THE DATA:

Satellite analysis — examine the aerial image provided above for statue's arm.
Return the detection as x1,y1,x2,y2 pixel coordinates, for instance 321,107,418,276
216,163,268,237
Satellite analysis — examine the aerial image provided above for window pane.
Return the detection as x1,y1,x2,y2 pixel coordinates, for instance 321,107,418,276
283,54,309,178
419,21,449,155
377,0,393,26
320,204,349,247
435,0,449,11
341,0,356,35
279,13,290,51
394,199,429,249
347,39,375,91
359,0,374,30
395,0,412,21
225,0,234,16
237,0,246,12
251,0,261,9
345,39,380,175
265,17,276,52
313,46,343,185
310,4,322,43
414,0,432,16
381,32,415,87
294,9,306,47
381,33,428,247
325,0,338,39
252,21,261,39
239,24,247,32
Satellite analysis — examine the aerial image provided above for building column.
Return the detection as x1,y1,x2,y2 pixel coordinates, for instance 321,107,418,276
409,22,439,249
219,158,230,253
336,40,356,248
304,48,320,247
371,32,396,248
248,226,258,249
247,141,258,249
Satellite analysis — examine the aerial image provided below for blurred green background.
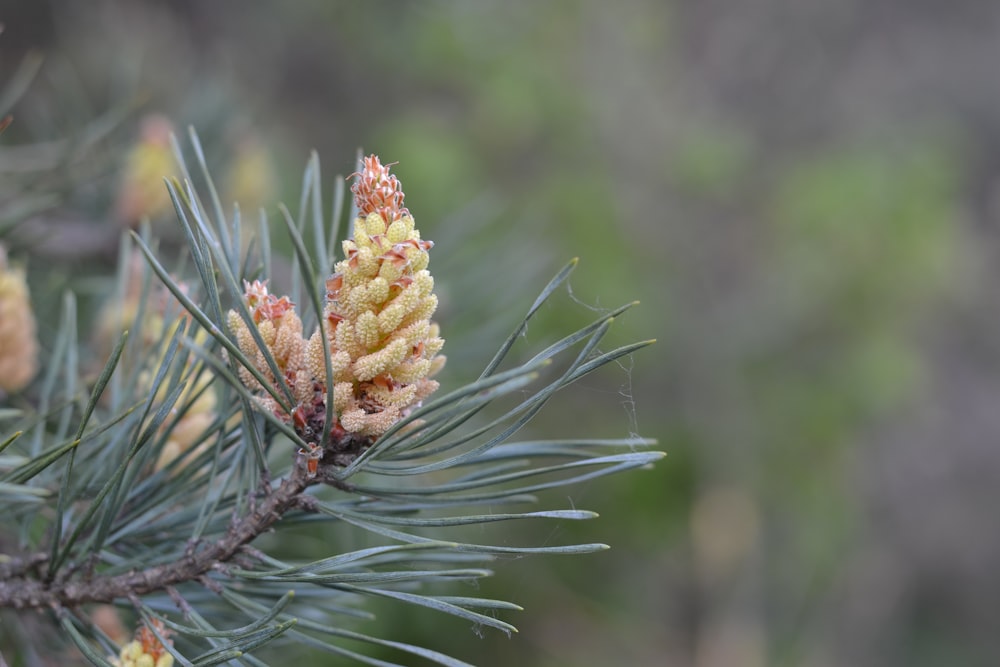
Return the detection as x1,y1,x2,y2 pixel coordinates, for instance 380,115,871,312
5,1,1000,665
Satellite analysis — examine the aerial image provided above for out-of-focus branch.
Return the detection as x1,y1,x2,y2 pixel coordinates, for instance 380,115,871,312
0,459,323,610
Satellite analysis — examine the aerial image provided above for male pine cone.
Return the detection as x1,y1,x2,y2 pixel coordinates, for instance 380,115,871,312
228,155,444,445
0,245,39,395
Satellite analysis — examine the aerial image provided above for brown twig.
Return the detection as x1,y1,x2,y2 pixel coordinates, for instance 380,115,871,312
0,425,371,612
0,463,316,610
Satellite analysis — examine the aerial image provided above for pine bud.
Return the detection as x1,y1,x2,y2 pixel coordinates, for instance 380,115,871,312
224,133,277,217
115,114,177,228
111,619,174,667
0,245,39,395
228,280,308,417
98,259,218,473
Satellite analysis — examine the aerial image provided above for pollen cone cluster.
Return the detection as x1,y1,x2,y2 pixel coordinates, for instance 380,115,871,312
137,315,218,473
95,252,217,472
0,245,38,395
228,280,305,417
228,155,444,443
111,619,174,667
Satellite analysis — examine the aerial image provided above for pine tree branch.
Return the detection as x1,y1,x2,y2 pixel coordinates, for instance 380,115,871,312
0,457,331,610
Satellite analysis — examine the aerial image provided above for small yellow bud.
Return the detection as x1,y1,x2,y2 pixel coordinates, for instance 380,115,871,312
0,246,38,395
123,641,144,661
363,212,387,237
115,114,177,228
377,258,404,284
385,218,410,243
359,339,411,382
113,616,175,667
333,381,354,412
224,133,276,217
355,311,381,350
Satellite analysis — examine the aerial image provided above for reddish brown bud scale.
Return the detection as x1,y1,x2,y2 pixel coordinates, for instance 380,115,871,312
292,405,308,432
372,374,394,391
244,280,294,323
326,273,343,296
350,155,411,223
137,619,172,662
383,247,409,267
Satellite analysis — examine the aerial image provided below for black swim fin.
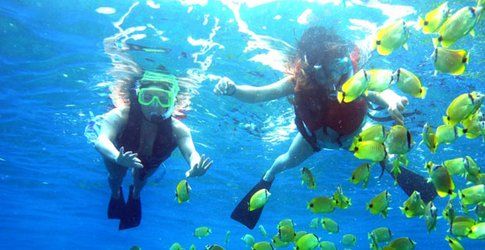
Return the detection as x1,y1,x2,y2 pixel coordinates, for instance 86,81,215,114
381,162,437,203
231,178,273,229
108,187,125,219
119,185,142,230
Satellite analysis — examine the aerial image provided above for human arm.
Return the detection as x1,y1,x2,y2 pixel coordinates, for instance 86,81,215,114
213,75,294,103
172,119,213,178
94,107,143,168
366,89,409,125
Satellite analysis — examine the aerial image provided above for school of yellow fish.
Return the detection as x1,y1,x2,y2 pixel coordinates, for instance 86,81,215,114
138,1,485,249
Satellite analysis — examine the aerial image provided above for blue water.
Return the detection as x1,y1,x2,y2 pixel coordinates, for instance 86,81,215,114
0,0,484,249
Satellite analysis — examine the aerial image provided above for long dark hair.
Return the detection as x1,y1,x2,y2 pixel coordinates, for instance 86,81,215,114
288,26,351,89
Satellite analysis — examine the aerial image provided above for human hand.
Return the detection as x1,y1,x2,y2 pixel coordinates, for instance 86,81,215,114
116,146,143,169
387,96,408,125
185,154,213,178
213,77,237,96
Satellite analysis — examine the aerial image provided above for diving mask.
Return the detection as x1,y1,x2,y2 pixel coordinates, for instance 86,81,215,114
137,71,179,108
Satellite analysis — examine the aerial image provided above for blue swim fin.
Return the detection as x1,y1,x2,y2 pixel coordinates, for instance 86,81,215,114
230,178,273,229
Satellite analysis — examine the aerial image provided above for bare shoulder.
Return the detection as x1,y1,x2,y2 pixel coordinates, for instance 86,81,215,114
102,106,129,127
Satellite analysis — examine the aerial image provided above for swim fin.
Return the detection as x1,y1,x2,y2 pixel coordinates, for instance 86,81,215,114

ACTION ITEM: Which lines above contain "below"? Show each of them.

RESULT OF THE TASK:
Satellite analysis — examine the aerial image provided below for blurred green background.
Satellite analysis — examine the aerial image provided below for black swim fin.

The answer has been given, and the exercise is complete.